**What is needed:** Nothing before the line containing "of the woven" belongs in the answer; quote that line and all lines after it through the end of the material, word for word.

**Material for this task:**
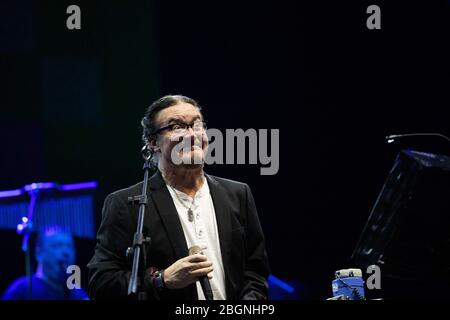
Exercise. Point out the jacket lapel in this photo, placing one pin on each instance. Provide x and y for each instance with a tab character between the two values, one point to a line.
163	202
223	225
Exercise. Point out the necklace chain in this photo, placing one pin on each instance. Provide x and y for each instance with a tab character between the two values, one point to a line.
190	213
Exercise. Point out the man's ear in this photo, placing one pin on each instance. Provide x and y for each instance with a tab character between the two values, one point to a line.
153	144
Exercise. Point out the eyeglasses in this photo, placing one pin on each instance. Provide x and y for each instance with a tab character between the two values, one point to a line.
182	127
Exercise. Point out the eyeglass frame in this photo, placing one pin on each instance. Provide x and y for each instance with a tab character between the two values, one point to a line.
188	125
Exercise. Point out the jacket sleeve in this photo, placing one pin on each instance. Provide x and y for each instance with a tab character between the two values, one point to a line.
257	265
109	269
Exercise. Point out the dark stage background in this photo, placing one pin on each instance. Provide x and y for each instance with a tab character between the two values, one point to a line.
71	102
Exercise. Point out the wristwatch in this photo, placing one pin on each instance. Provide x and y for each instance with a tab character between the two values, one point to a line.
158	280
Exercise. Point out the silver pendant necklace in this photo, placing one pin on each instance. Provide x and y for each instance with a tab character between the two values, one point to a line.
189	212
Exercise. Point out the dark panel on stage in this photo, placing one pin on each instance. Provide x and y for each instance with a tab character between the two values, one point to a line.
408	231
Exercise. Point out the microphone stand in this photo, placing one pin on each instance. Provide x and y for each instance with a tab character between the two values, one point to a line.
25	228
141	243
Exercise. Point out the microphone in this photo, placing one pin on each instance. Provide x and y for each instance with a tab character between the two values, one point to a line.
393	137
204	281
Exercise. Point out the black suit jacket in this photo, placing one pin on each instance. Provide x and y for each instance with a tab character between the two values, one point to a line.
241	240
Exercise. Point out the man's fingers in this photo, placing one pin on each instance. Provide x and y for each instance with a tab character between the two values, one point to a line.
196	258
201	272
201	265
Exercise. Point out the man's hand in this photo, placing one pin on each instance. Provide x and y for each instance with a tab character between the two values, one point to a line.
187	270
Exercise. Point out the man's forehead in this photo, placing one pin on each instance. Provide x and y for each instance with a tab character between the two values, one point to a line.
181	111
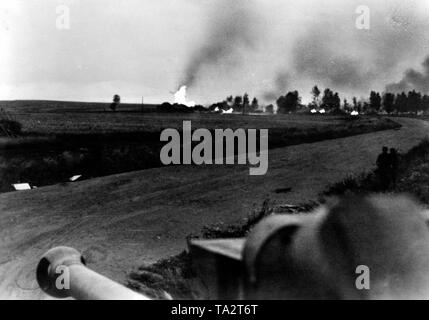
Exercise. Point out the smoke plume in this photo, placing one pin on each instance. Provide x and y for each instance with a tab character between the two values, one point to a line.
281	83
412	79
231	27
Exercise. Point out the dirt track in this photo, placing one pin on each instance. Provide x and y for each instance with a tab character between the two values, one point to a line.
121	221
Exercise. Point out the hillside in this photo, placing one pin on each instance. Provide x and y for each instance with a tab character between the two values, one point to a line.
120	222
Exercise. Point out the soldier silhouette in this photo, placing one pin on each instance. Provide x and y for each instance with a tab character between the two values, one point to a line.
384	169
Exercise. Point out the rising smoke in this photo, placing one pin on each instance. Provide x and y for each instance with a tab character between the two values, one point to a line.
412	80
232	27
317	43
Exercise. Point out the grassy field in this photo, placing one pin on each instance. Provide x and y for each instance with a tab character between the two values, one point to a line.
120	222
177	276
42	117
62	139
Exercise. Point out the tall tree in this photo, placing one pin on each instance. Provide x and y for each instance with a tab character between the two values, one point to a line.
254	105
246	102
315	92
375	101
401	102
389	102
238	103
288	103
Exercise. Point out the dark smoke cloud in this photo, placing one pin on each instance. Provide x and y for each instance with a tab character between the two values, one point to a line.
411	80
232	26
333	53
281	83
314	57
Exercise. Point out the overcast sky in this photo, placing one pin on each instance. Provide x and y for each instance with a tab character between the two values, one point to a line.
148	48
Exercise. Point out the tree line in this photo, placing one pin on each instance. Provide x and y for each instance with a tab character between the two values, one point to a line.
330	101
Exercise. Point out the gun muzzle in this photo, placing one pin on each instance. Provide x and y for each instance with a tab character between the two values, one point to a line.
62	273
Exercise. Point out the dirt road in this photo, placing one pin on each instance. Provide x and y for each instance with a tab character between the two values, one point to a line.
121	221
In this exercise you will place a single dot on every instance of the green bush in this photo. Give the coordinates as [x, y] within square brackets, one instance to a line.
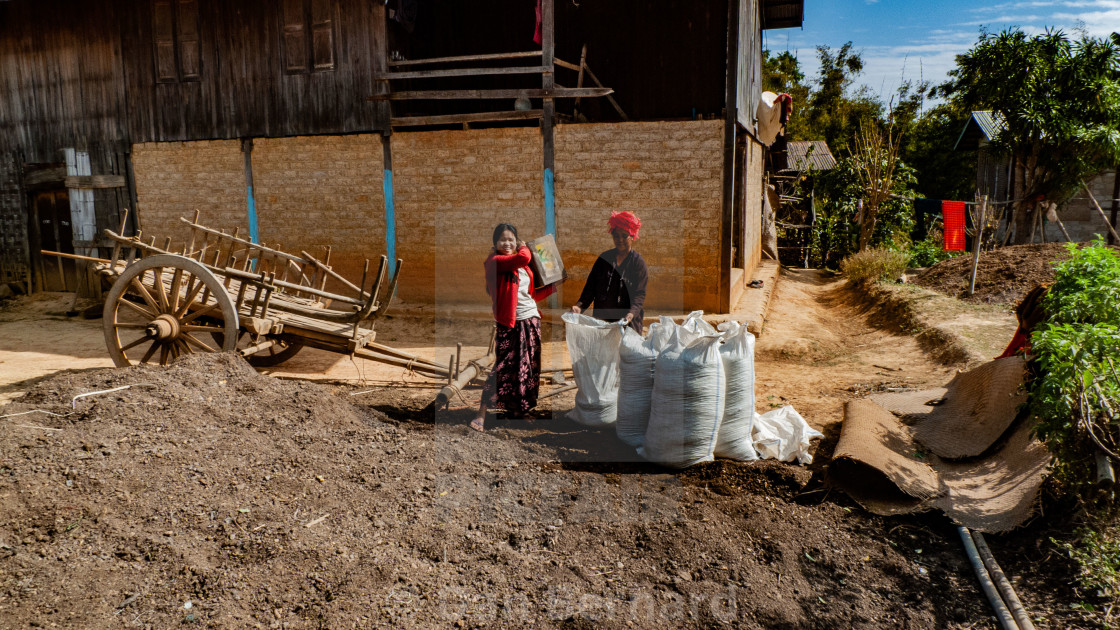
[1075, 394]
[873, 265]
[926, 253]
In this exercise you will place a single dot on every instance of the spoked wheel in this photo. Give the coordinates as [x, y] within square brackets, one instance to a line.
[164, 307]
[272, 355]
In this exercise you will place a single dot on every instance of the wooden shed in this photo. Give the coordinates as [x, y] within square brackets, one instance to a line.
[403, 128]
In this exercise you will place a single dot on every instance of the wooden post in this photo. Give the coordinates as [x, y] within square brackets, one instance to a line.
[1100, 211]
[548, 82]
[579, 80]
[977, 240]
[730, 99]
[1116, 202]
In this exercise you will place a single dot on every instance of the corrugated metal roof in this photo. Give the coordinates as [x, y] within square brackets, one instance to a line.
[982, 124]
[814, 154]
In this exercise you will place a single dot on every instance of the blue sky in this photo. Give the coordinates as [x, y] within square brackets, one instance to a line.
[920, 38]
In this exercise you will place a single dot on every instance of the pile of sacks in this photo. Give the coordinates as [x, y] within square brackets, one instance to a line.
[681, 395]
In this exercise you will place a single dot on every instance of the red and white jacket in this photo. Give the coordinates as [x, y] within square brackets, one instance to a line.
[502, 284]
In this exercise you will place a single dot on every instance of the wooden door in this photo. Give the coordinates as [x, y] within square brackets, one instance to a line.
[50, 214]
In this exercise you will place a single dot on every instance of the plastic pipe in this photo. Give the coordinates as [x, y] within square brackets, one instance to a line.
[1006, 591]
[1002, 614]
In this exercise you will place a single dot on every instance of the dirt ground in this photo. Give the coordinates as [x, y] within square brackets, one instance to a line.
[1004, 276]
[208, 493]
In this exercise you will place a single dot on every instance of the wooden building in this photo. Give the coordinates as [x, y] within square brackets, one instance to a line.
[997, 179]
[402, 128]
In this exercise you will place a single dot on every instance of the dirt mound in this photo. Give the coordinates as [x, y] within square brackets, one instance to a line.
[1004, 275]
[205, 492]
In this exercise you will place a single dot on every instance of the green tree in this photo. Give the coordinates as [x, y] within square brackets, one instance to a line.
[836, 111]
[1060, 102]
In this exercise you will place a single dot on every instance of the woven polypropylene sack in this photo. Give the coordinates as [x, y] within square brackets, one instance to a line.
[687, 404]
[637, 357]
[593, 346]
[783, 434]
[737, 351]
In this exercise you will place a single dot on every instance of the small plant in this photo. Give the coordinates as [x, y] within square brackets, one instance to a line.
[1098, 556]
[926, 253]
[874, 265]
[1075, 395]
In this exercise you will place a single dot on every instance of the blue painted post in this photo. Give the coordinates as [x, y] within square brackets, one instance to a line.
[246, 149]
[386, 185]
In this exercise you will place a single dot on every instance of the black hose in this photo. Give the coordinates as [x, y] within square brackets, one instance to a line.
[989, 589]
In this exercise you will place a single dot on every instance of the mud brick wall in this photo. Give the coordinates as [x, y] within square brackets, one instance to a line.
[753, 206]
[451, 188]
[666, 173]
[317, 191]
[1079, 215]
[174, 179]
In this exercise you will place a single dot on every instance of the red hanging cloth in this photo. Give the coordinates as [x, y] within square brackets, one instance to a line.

**Complete answer:**
In this exercise you will place a single dot on every instance of the woven polypropylene sack in this photo. Give the coordinates as [x, y] within square brackets, one instance to a line.
[687, 404]
[637, 357]
[593, 346]
[783, 434]
[737, 351]
In this exercise you will place a single dot on every instance of the small plant in this photo. Give the coordinates as [x, y] within square brackets, one instance to a line.
[1098, 556]
[926, 253]
[874, 265]
[1075, 395]
In this exercise you will place a single dot on every instance of the blue painted post in this photo. Give the coordinates as [x, y] within square brackets, one instance to a line.
[246, 149]
[386, 185]
In this exercise you will place a single dot on every instance of the black hose in this photo. Give the coordinates as [x, y] within square brackets, one instance to a line.
[989, 589]
In this exercise you will place a single dot on every instance of the mud brick wall in this photo. Give the coordinates as [x, y] within square brackets, one instance to a line.
[753, 206]
[451, 188]
[666, 173]
[317, 191]
[1079, 215]
[174, 179]
In this exercise you will place a single dot on every instance of the red hanging cloth in this photo. Give the coordinates as [x, y] within square brackets, one instance to a line.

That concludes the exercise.